» WHAT TO PRODUCE: Extend the passage about the Michter's brand and the Schaefferstown distillery, starting after its final sentence.

That is why contract distiller, as I believe the Schaefferstown distillery was, could be a reasonable business model. Michter's Original was, in effect, a periodic run, another contract. That's why, to John's point, it may have been made from time to time at distilleries other than Schaefferstown. For that matter, since for most of the brand's life there was no Michter's distillery, it was only made "at Michter's" before 1956 or after 1975, even if it was made at the Schaefferstown distillery.
I believe Forman had a pretty good run with Michter's, the brand. You can think of the brand and the distillery as two separate businesses. The distillery seems to have struggled more than the brand, though the brand too seems to have been dead by the end, though not for long. Nor did it stay dead for long, only about ten years.

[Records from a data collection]

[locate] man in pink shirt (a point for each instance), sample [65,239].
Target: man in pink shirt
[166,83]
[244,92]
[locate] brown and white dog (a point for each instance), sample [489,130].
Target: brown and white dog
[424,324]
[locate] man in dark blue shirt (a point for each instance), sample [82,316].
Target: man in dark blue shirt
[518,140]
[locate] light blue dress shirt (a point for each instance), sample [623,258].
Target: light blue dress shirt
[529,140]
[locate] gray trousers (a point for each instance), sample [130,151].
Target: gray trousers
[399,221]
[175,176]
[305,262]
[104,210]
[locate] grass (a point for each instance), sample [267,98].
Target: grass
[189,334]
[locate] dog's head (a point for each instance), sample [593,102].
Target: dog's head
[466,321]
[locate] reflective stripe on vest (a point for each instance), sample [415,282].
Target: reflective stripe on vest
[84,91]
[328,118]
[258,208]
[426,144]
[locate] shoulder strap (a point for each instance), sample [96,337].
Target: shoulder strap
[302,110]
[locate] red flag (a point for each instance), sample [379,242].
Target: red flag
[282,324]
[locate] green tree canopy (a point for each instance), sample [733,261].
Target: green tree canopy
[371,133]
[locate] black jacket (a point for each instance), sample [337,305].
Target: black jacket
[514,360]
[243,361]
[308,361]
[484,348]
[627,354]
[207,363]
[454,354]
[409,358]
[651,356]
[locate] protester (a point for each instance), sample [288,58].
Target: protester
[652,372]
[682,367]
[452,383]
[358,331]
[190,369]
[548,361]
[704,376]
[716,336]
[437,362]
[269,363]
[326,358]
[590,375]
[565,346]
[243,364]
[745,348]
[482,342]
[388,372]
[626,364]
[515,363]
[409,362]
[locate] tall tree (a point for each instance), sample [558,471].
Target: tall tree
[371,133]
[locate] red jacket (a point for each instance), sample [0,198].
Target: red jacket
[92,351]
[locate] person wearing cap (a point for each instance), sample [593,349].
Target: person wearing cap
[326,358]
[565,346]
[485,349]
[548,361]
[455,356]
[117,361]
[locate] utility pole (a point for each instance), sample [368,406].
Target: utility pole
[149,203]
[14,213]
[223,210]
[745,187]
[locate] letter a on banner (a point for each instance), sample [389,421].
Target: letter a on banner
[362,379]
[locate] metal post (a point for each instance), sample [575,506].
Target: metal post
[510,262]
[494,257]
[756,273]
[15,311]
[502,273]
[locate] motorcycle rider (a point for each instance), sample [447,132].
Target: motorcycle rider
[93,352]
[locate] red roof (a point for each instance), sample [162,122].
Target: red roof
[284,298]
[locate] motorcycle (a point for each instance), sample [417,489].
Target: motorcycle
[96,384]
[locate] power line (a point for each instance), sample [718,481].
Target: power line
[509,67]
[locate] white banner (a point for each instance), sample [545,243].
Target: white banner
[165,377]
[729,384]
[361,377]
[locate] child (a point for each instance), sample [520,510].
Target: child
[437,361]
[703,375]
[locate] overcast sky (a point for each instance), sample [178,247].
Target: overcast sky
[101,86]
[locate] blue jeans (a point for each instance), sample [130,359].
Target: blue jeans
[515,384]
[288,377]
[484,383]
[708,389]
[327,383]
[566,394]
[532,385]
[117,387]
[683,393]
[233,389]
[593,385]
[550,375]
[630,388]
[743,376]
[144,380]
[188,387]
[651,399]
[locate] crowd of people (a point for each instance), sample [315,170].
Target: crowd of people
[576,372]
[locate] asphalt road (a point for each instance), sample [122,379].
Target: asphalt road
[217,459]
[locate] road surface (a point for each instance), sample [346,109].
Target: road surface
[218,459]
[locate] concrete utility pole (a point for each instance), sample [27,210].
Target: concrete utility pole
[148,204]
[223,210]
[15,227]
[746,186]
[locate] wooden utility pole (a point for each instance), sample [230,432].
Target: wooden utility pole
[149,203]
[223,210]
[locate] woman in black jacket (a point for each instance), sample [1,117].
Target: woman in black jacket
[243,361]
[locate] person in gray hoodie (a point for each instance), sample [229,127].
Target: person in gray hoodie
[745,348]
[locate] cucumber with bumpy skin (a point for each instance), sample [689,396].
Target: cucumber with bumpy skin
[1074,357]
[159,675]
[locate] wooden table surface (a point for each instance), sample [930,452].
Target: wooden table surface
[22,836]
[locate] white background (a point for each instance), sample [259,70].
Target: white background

» TASK OUTPUT:
Like I said, that's easy, making a proprietary recipe. Making it in an all pot still operation, that isn't easy. That's hard. As we know from Woodford Reserve, making American whiskey in a pot still requires a lot of adaptation. Pot stills didn't go out in the early 20th century, right before prohibition, they went out when column stills were intoduced in the middle of the 19th century. Everett Beam knew, I'm sure, as much as anyone, but no one in America had operated a production scale pot still operation for several generations.
Yet despite the fact that a true pot still distillery in the post-prohibition era would have been quite a novelty, there appears to be zero information about any details of this supposed pot still operation. What we have is a slogan, a name, and I believe that is all there ever was. I imagine a conversation like this:
Beam: It's just not practical today to make American Straight whiskey in pot stills.
Forman: But it would sure sound good, "Michter's Original Old-Fashioned Pot Still Whiskey."
Beam: Well, the doubler is technically a pot still.
Forman: Close enough! "Michter's Original Old-Fashioned Pot Still Whiskey" it is.
And thus was a legend born.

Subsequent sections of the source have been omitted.